La production de pièces provenant de procédures pénales dont les jugements ne figurent plus au casier judiciaire

La nouvelle loi sur le casier judiciaire, entrée en vigueur le 23 janvier 2023, est moins restrictive s’agissant de l’utilisation des données radiées. Cependant, compte tenu du droit à l’oubli ainsi que de l’intérêt à la réhabilitation et à la resocialisation de la personne concernée, le lien de connexité et la pertinence de la condamnation antérieure doivent être scrupuleusement démontrés. Bien que l’élément temporel ne puisse être ignoré au moment de la pesée des intérêts, il convient de prendre en considération la gravité des infractions ayant fait l’objet des procédures dont les jugements ont été éliminés du casier judiciaire, les éventuelles condamnations figurant dans l’extrait du casier judiciaire actuel, et les chefs de prévention faisant l’objet de la procédure actuelle.

------------------------------------------------------------------------

▶ **Consigne**
Poursuivez le texte ci-dessus sur les jugements radiés du casier judiciaire en reprenant après sa dernière phrase. Les entrées qui suivent forment un matériau indépendant de l'extrait.

▶ **Entrées fournies**
------------------------------------------------------------------------

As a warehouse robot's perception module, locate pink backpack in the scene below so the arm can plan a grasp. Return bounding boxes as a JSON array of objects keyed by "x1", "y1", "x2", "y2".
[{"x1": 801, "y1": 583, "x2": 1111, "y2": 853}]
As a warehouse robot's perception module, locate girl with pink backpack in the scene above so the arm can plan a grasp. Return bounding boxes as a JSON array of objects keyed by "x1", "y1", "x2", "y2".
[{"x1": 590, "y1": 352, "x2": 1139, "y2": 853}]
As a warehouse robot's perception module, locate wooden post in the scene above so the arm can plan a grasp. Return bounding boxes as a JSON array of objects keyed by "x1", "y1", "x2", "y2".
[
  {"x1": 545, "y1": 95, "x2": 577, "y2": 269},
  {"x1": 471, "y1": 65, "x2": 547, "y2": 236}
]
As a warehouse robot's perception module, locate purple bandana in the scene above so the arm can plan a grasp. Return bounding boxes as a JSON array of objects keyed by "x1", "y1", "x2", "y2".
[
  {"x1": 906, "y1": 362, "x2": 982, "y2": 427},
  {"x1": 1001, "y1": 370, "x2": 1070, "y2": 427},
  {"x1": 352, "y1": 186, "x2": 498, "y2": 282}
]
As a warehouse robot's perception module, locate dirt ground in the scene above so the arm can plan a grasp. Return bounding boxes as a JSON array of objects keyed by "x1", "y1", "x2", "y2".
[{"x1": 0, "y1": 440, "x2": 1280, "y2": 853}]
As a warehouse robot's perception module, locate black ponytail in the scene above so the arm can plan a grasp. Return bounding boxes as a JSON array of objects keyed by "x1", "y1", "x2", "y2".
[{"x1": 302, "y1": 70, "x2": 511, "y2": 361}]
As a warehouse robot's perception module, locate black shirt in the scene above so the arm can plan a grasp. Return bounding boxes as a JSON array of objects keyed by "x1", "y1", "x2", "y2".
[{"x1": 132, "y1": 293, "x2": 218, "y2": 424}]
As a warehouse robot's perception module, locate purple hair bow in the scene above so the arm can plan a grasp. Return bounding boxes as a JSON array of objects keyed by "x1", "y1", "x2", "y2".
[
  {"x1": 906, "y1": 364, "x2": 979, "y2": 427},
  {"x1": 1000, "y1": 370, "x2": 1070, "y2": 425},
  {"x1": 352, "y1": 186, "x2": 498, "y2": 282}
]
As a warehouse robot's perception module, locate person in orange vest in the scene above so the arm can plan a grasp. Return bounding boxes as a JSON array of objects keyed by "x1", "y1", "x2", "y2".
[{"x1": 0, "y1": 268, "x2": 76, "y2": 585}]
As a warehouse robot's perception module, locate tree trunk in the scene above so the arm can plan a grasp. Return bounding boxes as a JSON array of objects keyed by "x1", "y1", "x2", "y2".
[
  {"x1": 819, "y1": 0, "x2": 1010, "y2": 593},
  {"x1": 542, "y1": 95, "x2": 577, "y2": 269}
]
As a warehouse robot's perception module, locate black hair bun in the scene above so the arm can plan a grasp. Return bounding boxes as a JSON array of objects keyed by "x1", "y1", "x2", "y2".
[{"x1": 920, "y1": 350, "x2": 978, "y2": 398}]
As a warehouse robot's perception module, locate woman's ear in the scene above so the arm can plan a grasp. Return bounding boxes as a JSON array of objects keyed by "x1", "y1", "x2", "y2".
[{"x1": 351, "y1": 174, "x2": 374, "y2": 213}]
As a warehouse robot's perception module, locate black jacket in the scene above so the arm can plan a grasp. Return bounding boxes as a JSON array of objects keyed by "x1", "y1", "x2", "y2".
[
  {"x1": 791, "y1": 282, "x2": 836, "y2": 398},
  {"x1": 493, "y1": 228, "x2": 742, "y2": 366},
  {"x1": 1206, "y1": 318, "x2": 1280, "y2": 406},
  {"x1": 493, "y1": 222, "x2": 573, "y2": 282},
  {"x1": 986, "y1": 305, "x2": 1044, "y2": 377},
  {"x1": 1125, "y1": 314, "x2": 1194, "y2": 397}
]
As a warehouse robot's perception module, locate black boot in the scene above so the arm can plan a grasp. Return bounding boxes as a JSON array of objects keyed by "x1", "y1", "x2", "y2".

------------------------------------------------------------------------

▶ **Résultat attendu**
Les résultats d’une surveillance secrète mise en œuvre à l’étranger et transmis au procureur suisse ne constituent pas des « découvertes fortuites » soumises à autorisation du Tribunal des mesures de contrainte

L’autorité de poursuite pénale suisse qui obtient par la voie de l’entraide judiciaire des résultats de mesures de surveillance secrètes contre le prévenu, en l’espèce des communications opérées aux Etats-Unis sur l’application ANOM (fausse application de chat créée par le FBI notamment), ne doit pas procéder comme en cas de « découvertes fortuites » (art. 278 CPP). Le Tribunal des mesures de contrainte n’est pas compétent pour autoriser l’exploitation de ces preuves. Il appartient au juge du fond de se prononcer sur l’exploitabilité de telles preuves obtenues auprès d’autorités étrangères.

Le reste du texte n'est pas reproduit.